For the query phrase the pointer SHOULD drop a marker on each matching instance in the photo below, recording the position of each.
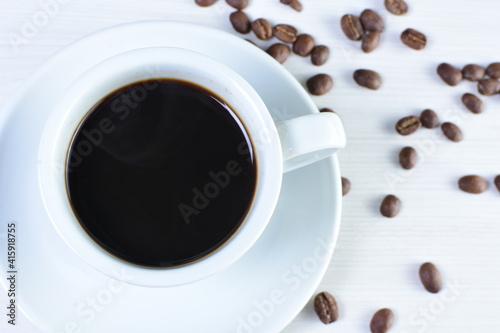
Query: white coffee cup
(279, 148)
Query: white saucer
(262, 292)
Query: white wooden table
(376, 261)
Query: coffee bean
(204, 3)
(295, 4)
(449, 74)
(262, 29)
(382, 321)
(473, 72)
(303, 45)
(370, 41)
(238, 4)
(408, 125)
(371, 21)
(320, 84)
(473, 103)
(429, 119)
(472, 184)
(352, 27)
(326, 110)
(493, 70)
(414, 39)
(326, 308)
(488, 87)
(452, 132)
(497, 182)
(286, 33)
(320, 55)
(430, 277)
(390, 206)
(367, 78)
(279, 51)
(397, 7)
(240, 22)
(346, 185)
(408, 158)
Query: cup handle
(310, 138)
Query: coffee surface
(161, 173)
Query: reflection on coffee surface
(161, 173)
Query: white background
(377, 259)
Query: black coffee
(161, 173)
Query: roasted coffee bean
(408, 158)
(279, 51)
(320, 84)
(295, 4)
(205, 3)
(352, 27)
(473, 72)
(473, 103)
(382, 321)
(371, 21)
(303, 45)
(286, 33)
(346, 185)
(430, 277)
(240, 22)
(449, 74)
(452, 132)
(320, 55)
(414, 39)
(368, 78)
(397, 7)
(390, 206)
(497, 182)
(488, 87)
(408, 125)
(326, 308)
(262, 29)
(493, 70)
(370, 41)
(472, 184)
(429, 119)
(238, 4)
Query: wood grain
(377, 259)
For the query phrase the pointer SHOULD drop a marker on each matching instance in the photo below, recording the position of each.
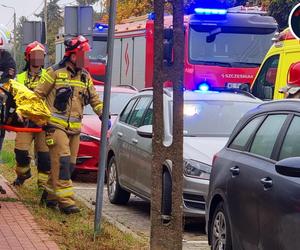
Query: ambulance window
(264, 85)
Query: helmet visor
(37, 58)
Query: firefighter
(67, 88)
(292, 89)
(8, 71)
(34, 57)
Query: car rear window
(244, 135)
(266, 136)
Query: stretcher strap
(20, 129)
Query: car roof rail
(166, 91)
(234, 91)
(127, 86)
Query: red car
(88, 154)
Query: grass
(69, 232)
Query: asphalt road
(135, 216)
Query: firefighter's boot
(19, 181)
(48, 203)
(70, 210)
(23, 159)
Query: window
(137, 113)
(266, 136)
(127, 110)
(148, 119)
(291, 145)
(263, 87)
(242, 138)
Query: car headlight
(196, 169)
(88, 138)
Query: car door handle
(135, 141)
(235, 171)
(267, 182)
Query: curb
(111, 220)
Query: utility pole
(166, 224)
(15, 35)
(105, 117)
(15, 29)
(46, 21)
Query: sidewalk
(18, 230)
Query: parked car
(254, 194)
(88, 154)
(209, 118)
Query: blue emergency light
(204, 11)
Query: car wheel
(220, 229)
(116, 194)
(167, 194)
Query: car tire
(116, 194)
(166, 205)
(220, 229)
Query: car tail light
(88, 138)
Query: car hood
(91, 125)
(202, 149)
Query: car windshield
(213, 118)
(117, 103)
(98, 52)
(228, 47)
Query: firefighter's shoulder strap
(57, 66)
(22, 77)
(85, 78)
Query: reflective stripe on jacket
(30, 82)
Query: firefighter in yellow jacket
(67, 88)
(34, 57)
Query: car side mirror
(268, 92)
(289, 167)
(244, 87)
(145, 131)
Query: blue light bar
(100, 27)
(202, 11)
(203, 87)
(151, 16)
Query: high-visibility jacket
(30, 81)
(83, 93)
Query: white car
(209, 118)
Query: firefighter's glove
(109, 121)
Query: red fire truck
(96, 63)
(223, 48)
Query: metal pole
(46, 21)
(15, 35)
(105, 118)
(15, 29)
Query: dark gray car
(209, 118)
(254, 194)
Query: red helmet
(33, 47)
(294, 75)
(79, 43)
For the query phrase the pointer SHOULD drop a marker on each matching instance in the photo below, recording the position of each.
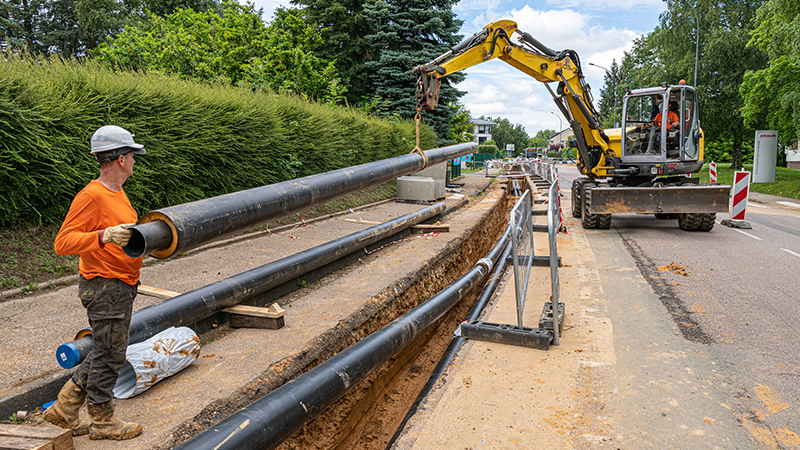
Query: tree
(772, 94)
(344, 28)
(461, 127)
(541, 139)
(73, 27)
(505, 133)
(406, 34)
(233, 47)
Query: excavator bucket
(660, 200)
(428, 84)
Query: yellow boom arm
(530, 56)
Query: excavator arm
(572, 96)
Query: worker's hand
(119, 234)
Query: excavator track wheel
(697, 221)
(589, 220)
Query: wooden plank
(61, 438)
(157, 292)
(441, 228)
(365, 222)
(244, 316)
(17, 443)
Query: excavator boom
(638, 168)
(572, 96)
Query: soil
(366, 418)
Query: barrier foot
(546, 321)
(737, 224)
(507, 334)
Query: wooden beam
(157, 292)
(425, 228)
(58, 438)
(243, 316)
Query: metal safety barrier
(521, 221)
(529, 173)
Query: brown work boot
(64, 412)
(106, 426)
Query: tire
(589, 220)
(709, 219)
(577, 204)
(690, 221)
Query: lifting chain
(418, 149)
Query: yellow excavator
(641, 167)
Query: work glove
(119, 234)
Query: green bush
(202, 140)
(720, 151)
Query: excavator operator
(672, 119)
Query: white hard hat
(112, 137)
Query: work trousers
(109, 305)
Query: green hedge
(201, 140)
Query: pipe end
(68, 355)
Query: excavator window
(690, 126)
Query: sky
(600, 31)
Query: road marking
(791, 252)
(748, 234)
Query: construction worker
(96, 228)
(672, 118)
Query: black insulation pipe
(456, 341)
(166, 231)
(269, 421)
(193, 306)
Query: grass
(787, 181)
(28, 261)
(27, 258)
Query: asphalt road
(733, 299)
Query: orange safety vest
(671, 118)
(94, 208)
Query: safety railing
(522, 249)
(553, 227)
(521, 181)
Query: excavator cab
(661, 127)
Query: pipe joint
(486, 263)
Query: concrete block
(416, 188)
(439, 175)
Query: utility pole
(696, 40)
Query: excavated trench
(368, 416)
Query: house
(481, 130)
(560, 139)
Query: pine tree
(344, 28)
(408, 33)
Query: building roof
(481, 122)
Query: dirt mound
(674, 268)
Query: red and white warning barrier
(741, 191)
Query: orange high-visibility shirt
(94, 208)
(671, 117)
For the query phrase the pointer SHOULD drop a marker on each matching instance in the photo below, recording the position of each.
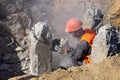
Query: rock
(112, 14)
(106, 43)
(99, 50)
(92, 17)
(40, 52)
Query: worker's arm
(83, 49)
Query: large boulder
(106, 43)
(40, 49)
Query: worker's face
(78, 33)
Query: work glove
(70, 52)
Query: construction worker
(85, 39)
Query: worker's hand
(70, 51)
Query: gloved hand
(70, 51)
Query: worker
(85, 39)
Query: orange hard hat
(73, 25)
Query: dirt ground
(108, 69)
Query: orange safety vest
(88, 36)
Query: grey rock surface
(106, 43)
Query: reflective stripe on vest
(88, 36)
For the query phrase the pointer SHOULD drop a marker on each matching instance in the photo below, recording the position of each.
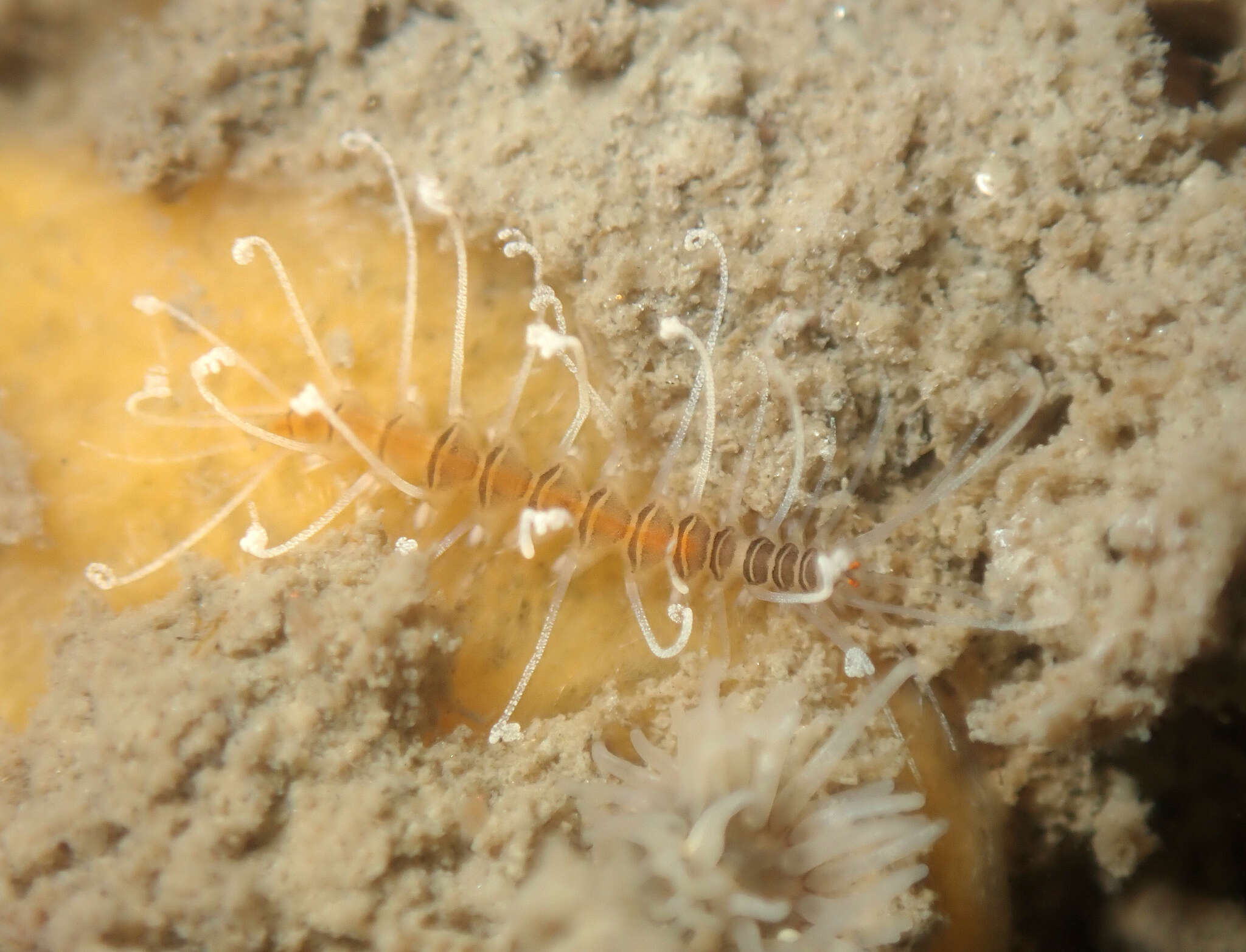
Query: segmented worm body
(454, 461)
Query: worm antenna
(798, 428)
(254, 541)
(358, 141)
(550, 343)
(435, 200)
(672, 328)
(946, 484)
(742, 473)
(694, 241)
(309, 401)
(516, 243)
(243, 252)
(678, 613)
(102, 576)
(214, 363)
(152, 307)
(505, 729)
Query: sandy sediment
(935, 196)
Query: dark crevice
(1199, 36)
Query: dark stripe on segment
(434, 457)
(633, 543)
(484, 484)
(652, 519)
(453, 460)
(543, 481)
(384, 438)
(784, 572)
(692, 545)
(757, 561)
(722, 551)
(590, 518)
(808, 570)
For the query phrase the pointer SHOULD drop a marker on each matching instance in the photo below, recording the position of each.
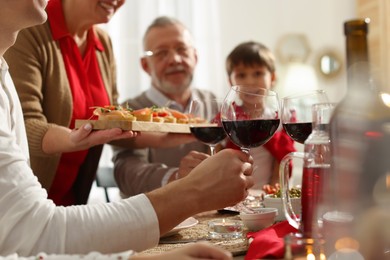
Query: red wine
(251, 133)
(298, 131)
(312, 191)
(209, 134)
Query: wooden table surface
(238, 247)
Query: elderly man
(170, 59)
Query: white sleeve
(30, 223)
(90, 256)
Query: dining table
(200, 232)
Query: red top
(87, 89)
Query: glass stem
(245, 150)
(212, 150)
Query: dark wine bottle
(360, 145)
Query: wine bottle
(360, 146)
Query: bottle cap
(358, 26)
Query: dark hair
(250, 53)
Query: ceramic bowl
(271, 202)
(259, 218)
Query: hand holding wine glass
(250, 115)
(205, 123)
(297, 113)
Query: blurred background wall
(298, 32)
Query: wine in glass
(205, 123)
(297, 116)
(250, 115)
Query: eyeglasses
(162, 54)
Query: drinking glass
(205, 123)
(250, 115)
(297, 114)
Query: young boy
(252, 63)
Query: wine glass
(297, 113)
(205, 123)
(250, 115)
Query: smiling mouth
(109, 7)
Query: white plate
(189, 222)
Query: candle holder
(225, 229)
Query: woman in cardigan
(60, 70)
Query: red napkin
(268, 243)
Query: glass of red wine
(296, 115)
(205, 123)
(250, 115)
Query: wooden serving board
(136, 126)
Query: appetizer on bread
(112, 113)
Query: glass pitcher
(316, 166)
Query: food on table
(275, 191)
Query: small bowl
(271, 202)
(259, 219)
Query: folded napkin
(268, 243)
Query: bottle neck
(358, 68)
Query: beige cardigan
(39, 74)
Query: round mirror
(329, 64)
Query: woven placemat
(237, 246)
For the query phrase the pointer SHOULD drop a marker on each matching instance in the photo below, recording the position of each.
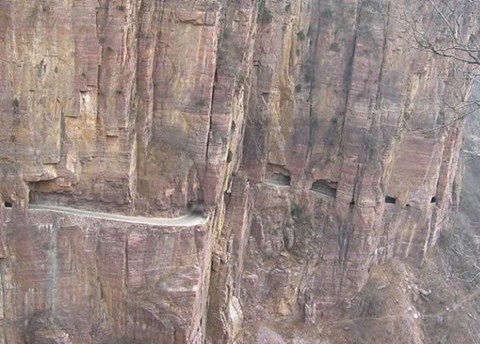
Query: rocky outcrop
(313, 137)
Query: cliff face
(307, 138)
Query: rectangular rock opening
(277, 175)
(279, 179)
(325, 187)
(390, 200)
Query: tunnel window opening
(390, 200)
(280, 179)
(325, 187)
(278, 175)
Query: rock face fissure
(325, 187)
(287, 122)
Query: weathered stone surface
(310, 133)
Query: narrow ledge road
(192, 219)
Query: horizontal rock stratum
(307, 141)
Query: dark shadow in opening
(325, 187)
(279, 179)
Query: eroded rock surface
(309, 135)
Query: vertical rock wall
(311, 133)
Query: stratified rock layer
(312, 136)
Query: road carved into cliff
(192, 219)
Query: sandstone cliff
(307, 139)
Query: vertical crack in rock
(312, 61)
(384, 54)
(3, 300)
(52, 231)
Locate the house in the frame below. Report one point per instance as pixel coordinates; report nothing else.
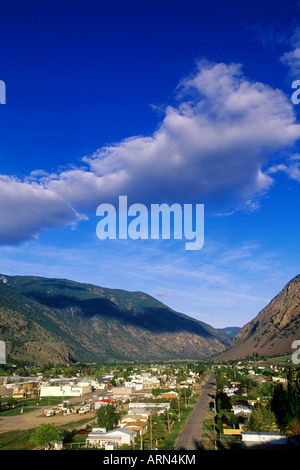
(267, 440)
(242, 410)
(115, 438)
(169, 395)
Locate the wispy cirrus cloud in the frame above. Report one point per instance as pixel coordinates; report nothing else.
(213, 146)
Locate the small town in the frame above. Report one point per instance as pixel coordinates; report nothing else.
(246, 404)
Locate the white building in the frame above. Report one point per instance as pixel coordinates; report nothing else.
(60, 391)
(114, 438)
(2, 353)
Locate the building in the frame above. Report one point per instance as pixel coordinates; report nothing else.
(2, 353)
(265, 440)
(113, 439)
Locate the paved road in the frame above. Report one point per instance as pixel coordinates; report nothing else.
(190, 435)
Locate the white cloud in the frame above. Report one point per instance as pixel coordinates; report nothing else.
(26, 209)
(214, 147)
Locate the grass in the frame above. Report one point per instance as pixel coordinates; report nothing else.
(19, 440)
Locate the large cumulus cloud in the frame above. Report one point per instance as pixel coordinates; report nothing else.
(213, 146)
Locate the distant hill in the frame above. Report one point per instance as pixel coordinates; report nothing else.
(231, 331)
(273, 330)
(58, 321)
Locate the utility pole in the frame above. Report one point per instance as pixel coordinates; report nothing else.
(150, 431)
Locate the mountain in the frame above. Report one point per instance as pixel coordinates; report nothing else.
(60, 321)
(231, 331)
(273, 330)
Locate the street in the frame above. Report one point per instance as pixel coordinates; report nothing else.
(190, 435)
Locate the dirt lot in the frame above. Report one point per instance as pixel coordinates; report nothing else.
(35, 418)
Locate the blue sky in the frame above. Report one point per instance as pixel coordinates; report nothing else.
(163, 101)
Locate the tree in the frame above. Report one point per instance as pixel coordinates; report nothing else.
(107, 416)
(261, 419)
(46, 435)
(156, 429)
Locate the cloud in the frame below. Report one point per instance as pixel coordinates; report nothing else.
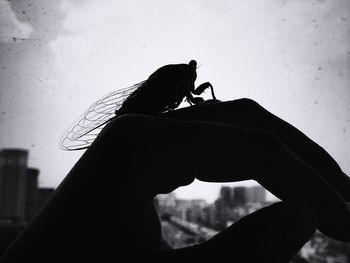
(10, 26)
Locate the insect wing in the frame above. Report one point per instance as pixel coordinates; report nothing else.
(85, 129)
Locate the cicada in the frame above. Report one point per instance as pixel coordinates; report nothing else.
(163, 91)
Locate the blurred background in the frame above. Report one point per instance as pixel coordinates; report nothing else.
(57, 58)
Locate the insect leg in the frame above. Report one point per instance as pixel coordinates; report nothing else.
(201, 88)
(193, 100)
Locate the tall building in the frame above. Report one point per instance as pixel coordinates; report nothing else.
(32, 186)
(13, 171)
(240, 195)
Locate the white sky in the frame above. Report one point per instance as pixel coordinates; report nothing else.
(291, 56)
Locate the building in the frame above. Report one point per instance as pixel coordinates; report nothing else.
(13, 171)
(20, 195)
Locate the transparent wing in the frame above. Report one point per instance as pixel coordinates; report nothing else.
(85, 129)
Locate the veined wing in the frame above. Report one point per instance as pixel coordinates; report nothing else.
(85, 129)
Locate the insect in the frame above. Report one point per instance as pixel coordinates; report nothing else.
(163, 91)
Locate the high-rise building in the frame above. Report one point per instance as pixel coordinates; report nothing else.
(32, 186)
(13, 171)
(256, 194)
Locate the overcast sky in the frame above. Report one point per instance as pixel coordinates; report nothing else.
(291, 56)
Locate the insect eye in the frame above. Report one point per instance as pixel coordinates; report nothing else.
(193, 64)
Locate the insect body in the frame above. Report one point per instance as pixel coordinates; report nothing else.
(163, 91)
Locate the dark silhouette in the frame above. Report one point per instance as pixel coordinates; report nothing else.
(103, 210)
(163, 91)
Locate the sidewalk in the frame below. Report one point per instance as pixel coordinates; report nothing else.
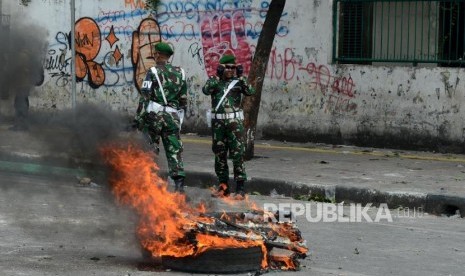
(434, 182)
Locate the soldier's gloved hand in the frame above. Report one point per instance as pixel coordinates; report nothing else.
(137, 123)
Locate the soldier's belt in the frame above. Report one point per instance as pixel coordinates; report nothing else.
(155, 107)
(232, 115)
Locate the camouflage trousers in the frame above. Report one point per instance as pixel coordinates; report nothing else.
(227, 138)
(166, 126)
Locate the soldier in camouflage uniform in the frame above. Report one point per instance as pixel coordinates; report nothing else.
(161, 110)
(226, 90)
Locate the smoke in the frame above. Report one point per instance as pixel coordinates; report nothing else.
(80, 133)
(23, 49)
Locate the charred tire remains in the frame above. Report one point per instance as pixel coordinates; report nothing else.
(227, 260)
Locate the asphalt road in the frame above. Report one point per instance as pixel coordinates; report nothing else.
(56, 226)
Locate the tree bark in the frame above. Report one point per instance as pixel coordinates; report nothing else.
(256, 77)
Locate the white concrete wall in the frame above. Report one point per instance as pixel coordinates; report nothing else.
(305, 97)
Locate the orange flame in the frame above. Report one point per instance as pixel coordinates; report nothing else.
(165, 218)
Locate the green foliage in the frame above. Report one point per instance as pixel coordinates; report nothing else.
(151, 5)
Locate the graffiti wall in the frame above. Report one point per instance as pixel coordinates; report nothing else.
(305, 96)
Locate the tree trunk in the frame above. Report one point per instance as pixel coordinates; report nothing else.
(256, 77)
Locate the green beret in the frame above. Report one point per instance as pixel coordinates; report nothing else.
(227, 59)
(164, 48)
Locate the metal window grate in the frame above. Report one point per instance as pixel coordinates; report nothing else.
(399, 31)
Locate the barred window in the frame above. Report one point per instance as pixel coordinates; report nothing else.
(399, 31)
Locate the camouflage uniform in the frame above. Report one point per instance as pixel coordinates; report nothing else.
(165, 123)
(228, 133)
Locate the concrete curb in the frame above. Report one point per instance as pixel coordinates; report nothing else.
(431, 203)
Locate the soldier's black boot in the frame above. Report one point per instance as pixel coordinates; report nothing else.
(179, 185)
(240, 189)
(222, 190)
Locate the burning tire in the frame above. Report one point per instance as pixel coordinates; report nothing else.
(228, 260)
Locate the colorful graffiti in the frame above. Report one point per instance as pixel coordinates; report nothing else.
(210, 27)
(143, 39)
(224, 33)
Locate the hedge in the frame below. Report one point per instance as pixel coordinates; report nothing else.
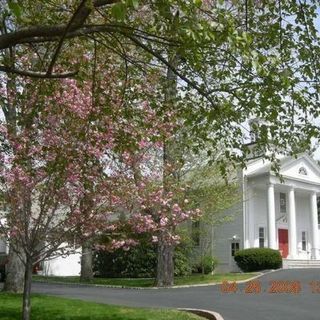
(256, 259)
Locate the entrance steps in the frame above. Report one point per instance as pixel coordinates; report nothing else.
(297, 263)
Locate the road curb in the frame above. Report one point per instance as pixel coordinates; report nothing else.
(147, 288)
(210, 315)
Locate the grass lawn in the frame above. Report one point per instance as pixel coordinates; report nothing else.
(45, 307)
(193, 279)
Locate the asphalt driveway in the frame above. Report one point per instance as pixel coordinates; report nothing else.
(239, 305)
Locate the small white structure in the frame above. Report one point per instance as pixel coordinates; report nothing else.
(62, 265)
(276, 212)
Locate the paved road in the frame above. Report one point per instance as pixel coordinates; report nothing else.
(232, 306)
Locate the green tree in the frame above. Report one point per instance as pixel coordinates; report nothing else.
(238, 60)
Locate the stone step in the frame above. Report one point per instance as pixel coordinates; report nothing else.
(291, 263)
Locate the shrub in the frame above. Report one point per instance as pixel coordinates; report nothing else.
==*==
_Request_:
Begin with the line that contains "Locate the road" and quote each line after it exactly, stopping after the last line of the data.

_Exercise result_:
Locate the road curb in the frame above. Report one point per instance as pixel coordinates; report nothing else.
(147, 288)
(210, 315)
Locate the grass lawn in the frame above. Report one point per instance as pixel coordinates; report nothing else.
(45, 307)
(193, 279)
Locate the asphalt driveway in the frame above. Report one point per instance as pixel coordinates; report nothing else.
(239, 305)
Locate the small white structure in the frame above. Report one point per instance as pixel coordinates; report nothing else.
(62, 265)
(276, 212)
Locate the paved road in the frame above. Report one point per instance as pixel coordinates; report nothing else.
(232, 306)
Locate the green tree in the frame above. Report one point per instance as pixel coordinates; report nothing else.
(238, 60)
Locate the stone step in the frame above. Report one point per instance as pixel coordinates; report nothing else.
(291, 263)
Locate the shrub in the frame above. Report one point per instance as pixel coordinates; report nothing else.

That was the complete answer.